Document text:
[Start of section]

For more details on the Tribeca's last model year, read our review of the 2014 Subaru Tribeca; to see how the Tribeca stacks up against its rivals, try our comparison tool.

The lines of the first model--introduced in 2006 with both five- and seven-seat variants--were a considerable departure for the brand, with oval headlights flanking an oblong center grille, plus winglike side grille sections. What was then called the B9 Tribeca was named after the trendy New York City neighborhood of cast-iron lofts and upsale stores. Its design provoked a shocked response from the public, which led to a swift facelift, launched just two years later for 2008.

The 2008 redesign took the Tribeca from distinctive to bland--to the point where it may have been the most generic-looking crossover on the market. It also brought a flat-six engine that was enlarged from 3.0 to 3.6 liters. The Tribeca changed very little after that 2008 redo, surviving seven more years at very low sales levels. It likely competed with its Forester and Outback siblings on the showroom floor, especially after the 2010 Outback (with only five seats) expanded its wheelbase to be notably longer than the Tribeca's--meaning the lower-level vehicle was far more comfortable in back.

The Tribeca's overall package changed little since its original introduction, but the powertrains were improved in the 2008 update. Originally it packed a 245-horsepower, 3.0-liter horizontally opposed six-cylinder engine, but that year it gained a 256-hp, 3.6-liter version that felt considerably stronger and more responsive from a standing start—and was about 10 percent more fuel-efficient. The 3.6-liter also used regular fuel while its predecessor required premium. All Tribecas came equipped with all-wheel drive, as well as a five-speed automatic transmission with manual mode.

Inside, the Tribeca's dash features a very curvaceous instrument panel that wraps down between the driver and front passenger, setting a very different theme than you'll find in other Subaru vehicles. Tall people should beware that front-seat legroom is surprisingly limited. The second row of seating in the Tribeca is a bit flat but good for adults; however the third row is simply too tight for all but smaller occupants and rather difficult to get to (even considering that the second row slides fore and aft many inches). The cabin is considerably quieter and more refined than were the Outback and Legacy models before their comprehensive 2010 redesign.

Though larger and with more of an SUV look than other Subarus, the Tribeca was tuned more for paved roads than dirt tracks where the Outback feels at home. The ride was firm but well controlled, and handling was carlike but from a loftier perch. Its flat-six engine performed well, although it wasn't ever quick among its peers, and fuel economy wasn't stellar either.

[End of section]

Task instructions:
1. Name each Subaru model other than the Tribeca that the Tribeca review mentions.
2. From the Tribeca review, reproduce the passage starting with "The lines of" and going on through "later for 2008.".

Provided material:
[Start of section]

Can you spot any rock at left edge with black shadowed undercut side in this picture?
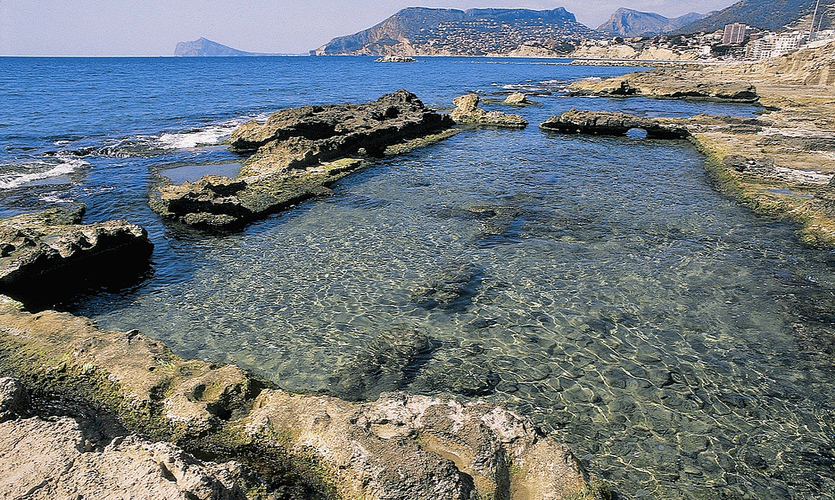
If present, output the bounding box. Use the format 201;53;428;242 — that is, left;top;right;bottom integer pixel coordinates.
0;205;153;305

[End of section]

Answers:
1. Forester, Outback, Legacy

2.
The lines of the first model--introduced in 2006 with both five- and seven-seat variants--were a considerable departure for the brand, with oval headlights flanking an oblong center grille, plus winglike side grille sections. What was then called the B9 Tribeca was named after the trendy New York City neighborhood of cast-iron lofts and upsale stores. Its design provoked a shocked response from the public, which led to a swift facelift, launched just two years later for 2008.